§ REQUEST: Could you write out every line of the entries below, requests included, with each x and y point coordinate in the answers scaled by 2.2 and rounded to a whole number, halves rounding up? Leave the pictures out of your reply.

§ SUPPLIED RECORDS:
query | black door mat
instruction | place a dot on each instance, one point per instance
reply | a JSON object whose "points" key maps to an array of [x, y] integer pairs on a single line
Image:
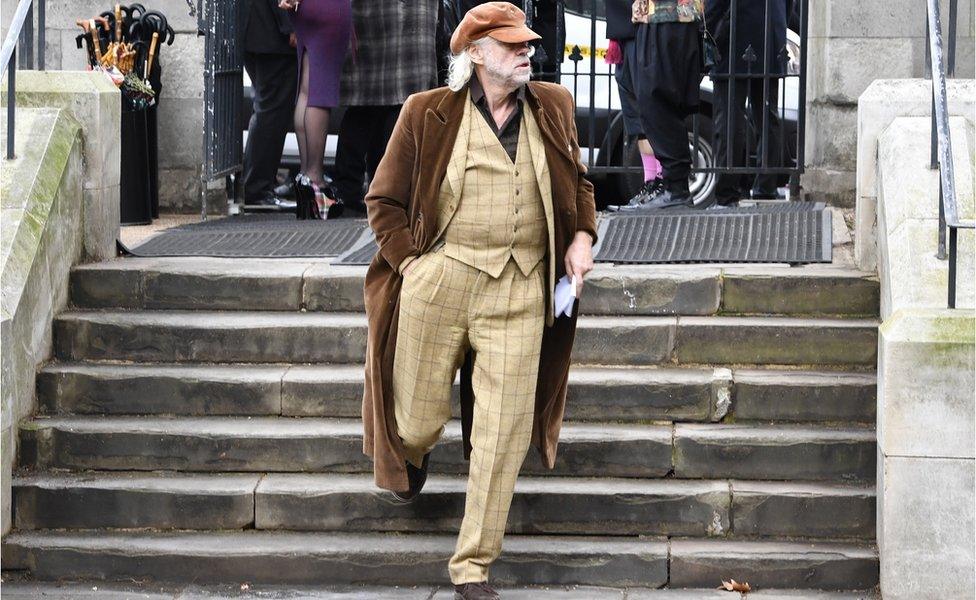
{"points": [[256, 236], [794, 232]]}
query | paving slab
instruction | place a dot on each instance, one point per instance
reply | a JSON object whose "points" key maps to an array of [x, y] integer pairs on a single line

§ TASK RESPONSE:
query | black door mat
instruction | place a dot on each instance, one point per instance
reply | a JSON object whose "points" key maps to an array of [x, y] integer pairs on a single line
Image:
{"points": [[563, 519], [1747, 510]]}
query | paving slab
instruction | place a dot on each instance, one point per instance
reply | a JSON object whose "points" key maps to an array of [x, y] integer pairs on a single line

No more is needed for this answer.